Supplied information
──────────

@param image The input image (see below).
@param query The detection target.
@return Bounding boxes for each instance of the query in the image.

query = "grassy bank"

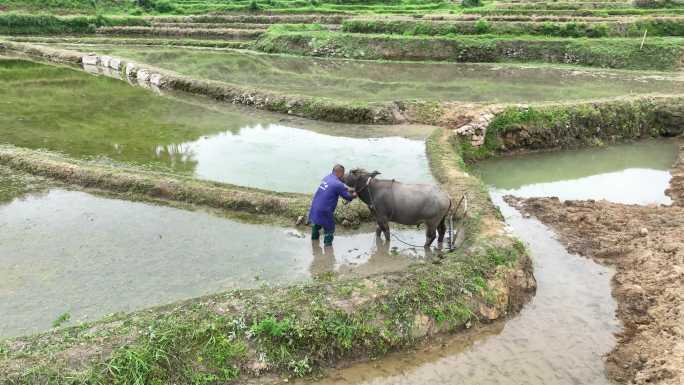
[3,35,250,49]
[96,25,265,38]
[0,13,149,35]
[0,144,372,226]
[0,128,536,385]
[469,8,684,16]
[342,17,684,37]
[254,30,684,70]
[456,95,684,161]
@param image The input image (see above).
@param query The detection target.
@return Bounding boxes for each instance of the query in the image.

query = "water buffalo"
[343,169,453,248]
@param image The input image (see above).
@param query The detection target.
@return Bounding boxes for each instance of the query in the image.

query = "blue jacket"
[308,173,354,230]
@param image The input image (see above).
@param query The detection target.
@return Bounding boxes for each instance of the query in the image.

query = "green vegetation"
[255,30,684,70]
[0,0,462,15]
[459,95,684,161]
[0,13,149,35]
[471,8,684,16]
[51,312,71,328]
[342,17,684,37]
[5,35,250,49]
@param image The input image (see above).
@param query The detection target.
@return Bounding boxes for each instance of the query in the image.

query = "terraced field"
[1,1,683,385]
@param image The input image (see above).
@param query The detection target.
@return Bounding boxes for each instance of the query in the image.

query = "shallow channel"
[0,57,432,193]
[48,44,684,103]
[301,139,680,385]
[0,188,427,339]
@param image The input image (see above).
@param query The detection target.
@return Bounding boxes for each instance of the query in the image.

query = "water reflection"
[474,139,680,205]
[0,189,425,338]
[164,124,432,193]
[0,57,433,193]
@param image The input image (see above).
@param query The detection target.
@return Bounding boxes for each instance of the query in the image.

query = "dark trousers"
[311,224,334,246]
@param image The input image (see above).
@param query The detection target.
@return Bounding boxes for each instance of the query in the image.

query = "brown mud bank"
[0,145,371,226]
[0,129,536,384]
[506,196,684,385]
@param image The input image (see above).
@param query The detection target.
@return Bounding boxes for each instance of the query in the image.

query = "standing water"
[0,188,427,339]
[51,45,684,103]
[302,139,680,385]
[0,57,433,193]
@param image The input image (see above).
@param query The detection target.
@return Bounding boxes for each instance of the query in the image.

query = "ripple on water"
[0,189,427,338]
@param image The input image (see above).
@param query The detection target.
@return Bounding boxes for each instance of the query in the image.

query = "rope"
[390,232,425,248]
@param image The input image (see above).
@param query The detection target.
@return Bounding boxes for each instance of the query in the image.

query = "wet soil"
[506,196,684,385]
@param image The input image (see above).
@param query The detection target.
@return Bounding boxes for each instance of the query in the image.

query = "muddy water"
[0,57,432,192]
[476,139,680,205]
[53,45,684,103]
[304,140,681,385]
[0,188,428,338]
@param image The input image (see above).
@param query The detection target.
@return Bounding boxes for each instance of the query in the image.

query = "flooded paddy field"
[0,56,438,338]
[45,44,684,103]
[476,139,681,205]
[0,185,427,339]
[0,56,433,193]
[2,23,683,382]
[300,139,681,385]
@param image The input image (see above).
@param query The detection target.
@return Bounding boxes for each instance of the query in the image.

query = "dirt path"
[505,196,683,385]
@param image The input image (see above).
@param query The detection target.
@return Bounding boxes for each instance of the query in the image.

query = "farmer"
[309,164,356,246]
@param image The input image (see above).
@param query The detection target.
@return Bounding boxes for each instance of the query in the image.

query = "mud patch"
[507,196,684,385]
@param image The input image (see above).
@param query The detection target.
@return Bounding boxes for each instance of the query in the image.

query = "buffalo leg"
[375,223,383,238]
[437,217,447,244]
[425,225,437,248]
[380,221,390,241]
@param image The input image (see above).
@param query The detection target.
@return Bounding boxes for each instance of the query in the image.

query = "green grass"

──────────

Task objective
Once the pictures are removed, copy the material above exactly.

Answer space
@param image The input image (see below).
@param query The detection target.
@return Bounding boxes for each instance of the query in the image.

query = "grassy bank"

[3,35,250,49]
[96,25,265,38]
[0,13,149,35]
[0,144,372,226]
[0,128,536,385]
[469,8,684,16]
[342,17,684,37]
[254,30,684,70]
[456,95,684,161]
@param image The input image (see above).
@param query The detection target.
@return Bounding boxes for each instance of the query in the image.

query = "water buffalo"
[343,169,453,248]
@param image The input image (see above).
@param query The detection target.
@return Bounding boxes for each instance of the query in the image.

query = "blue jacket"
[308,173,354,230]
@param image The input image (see above).
@param query The detection target.
@return Bounding boxes for each instance of the query in the image.

query = "green vegetation"
[255,30,684,70]
[0,0,462,15]
[459,95,684,161]
[0,13,149,35]
[471,8,684,16]
[51,312,71,328]
[342,17,684,37]
[5,35,250,49]
@param image The input image (see above).
@param query The detection target.
@return Bounding boxes for each instance of the query in the image.

query = "terraced field"
[1,1,683,385]
@param image The input image (see above).
@param query The detection target.
@return Bounding boxes for each instance of the query in the image.

query = "shallow channel"
[0,57,432,193]
[48,44,684,103]
[301,139,680,385]
[0,188,427,339]
@param image The input image (see above).
@param query The detection target.
@return Bounding boxes for each instance of the query in the image.

query = "water reflection"
[474,139,680,205]
[0,189,425,338]
[164,124,432,193]
[0,57,433,193]
@param image The input image (see above).
@param query The detection target.
@return Bounding boxes for each instance of the query in the image.

query = "dark trousers"
[311,224,334,246]
@param image The input image (see above).
@param query The detection target.
@return Bounding boxes for each instance of the query in the image.

query = "brown mud bank"
[0,145,371,226]
[0,129,536,384]
[506,196,684,385]
@param image The input image (see above).
@param query The detection target.
@return Bounding boxes for each instance of the query in the image.

query = "standing water"
[0,188,427,339]
[51,45,684,103]
[302,139,680,385]
[0,57,433,193]
@param image The input image (see above).
@param query The detection target.
@return Bounding boxes for each instance of the query in the image.

query = "ripple on water"
[0,189,427,338]
@param image The input image (see above).
@param query The detection target.
@return Bounding boxes for each instance of the query in the image.

query = "rope"
[390,232,425,248]
@param image The input image (see above).
@param query The detection target.
@return Bounding boxes for each instance of the query in the image.

query = "wet soil"
[506,196,684,385]
@param image The input image (see above).
@param query The detection target.
@return Bounding boxes for each instance of the query in the image.

query = "muddy water"
[0,57,432,192]
[476,139,680,205]
[53,45,684,103]
[304,140,681,385]
[0,188,428,338]
@param image The input image (see above).
@param query The detection target.
@return Bounding boxes for each instance of the query in the image.

query = "flooded paddy field"
[0,56,438,338]
[45,44,684,103]
[476,139,681,205]
[0,185,427,339]
[0,56,433,193]
[2,23,683,382]
[300,139,681,385]
@param image The input image (see above).
@param query The detection target.
@return Bounding boxes for each instance of the query in the image.

query = "dirt path"
[505,196,683,385]
@param image The input image (see above).
@param query The detection target.
@return Bounding boxes for each instance of the query in the image.

query = "farmer"
[309,164,356,246]
@param image The input image (see above).
@param query The detection target.
@return Bounding boxes for each instance of the query in the image.

query = "mud patch"
[507,196,684,385]
@param image The input image (see above).
@param query The detection target.
@return Bounding boxes for each instance of the query in the image.

query = "buffalo leg"
[375,223,383,238]
[437,217,447,244]
[425,225,437,248]
[380,221,390,241]
@param image The input image (see above).
@param query The detection target.
@return Bounding boxes for each instance of the query in the image.

query = "green grass"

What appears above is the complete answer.